Instructions to follow: Pull every line of the data below into your answer word for word, leaving out the pictures.
______________________________
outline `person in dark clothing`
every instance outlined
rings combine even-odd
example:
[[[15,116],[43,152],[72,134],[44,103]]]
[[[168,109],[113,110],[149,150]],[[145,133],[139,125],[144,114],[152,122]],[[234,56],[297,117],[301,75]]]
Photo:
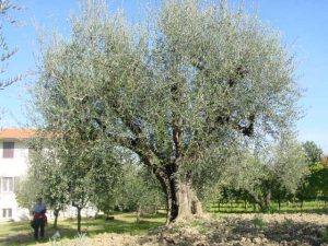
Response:
[[[38,198],[37,203],[33,207],[33,221],[31,223],[34,229],[34,238],[44,238],[45,225],[47,224],[47,208],[43,204],[43,199]]]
______________________________
Exercise answer:
outline `person in dark clothing`
every instance outlined
rings combine even-odd
example:
[[[15,116],[43,152],[72,134],[44,103]]]
[[[168,109],[113,110],[149,150]],[[145,133],[139,125],[144,114],[152,122]],[[234,56],[297,117],[301,75]]]
Photo:
Response:
[[[38,198],[37,203],[33,207],[33,221],[31,223],[34,229],[34,238],[44,238],[45,225],[47,224],[47,208],[43,204],[43,199]]]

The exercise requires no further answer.